━━━ Input for this task

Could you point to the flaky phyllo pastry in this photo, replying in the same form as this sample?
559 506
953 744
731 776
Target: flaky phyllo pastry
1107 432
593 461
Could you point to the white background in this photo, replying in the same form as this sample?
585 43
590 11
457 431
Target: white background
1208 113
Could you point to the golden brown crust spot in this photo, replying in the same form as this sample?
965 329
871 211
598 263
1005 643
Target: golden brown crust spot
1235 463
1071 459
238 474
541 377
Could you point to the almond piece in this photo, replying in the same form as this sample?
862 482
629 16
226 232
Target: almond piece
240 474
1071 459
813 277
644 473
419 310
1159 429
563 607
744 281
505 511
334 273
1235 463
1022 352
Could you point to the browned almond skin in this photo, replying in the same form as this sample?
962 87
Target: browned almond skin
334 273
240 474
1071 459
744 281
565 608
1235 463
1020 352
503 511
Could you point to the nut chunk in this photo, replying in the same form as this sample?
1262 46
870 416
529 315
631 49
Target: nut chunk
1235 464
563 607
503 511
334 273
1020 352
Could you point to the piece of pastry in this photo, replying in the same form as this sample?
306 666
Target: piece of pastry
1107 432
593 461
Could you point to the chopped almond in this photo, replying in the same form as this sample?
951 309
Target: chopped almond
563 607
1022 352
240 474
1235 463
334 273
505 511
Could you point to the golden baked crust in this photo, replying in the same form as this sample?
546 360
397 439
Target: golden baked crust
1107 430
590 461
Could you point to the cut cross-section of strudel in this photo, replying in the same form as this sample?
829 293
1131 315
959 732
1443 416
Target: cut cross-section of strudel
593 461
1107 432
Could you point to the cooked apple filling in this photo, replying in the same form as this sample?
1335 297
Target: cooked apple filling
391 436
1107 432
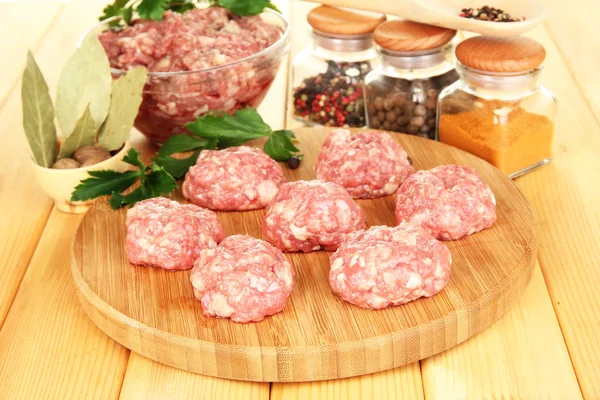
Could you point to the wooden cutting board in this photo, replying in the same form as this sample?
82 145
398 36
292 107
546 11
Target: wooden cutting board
317 336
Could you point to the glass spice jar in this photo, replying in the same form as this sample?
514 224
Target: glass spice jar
498 110
417 62
327 77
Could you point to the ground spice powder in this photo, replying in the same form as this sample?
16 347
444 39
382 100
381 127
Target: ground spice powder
506 136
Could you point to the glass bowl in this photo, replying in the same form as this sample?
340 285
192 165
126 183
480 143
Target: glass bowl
173 99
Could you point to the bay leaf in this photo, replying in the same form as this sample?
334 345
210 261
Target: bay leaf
84 134
125 102
38 114
84 80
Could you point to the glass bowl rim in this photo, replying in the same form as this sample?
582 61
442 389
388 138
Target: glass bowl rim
282 41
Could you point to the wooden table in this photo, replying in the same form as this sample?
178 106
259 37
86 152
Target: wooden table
546 346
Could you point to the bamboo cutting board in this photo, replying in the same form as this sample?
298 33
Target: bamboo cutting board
317 336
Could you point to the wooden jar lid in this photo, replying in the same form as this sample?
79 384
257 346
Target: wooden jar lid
501 54
399 35
342 22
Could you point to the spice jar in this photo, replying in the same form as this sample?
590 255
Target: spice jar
327 77
417 62
498 110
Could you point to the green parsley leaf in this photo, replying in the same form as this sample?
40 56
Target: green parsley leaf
246 124
154 181
178 167
280 147
157 182
244 7
117 9
152 9
103 183
133 157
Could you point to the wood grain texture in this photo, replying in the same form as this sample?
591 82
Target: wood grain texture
522 356
578 43
513 54
339 21
49 348
25 214
566 195
25 207
27 21
402 383
316 336
146 380
410 377
400 35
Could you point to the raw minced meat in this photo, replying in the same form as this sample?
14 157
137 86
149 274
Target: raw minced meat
237 178
196 40
368 165
311 215
244 278
449 201
166 234
387 266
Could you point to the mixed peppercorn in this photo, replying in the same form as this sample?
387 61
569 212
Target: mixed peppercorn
335 97
487 13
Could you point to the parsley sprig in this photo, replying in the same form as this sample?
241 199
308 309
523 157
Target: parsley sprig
212 131
155 9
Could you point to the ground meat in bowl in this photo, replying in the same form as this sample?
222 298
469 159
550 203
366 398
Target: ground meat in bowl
188 44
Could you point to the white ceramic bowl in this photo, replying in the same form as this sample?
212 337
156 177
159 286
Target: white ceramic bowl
60 183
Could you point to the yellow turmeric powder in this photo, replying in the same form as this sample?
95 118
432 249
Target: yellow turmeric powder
505 135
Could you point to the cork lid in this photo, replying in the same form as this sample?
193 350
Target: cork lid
501 54
399 35
338 21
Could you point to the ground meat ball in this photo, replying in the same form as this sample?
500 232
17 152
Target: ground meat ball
244 278
386 266
311 215
449 201
237 178
368 165
193 41
163 233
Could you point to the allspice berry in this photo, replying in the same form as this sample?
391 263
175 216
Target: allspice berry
66 163
93 160
84 153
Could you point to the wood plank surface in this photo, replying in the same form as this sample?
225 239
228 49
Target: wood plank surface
27 22
566 203
522 356
25 213
575 33
49 348
566 195
147 380
402 383
316 336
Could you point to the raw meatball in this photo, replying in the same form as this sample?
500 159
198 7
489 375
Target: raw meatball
166 234
449 201
368 165
234 179
244 278
311 215
386 266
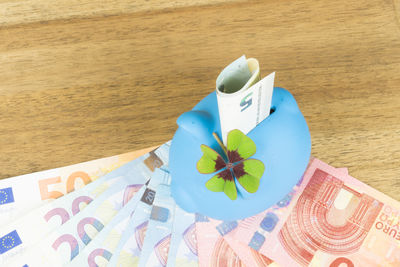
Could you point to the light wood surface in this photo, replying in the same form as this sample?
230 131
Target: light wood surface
84 80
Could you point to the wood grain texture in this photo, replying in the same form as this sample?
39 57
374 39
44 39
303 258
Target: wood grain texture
84 81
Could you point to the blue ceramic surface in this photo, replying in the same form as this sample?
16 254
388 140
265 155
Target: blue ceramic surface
283 144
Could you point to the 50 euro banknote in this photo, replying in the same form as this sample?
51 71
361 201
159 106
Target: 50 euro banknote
64 215
331 219
22 193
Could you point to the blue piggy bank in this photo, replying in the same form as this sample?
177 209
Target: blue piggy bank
283 144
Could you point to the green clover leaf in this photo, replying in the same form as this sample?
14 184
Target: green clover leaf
247 171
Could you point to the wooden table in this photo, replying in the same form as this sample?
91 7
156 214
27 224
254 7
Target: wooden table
81 80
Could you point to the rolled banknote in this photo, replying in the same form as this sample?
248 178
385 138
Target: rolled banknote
23 193
129 248
103 204
333 220
157 240
183 246
243 100
212 249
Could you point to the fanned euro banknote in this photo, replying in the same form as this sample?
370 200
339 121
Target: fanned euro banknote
118 211
25 192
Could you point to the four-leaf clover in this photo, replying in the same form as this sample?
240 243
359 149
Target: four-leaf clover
247 171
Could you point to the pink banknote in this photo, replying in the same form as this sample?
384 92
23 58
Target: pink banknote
329 219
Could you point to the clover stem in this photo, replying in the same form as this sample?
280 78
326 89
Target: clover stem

━━━━━━

● **What you will do**:
Which lines above hold the string "stem"? Copy each of them.

● **Response to this task**:
Could you point to the clover stem in this photo, replying in the same form as this sample?
Target: clover stem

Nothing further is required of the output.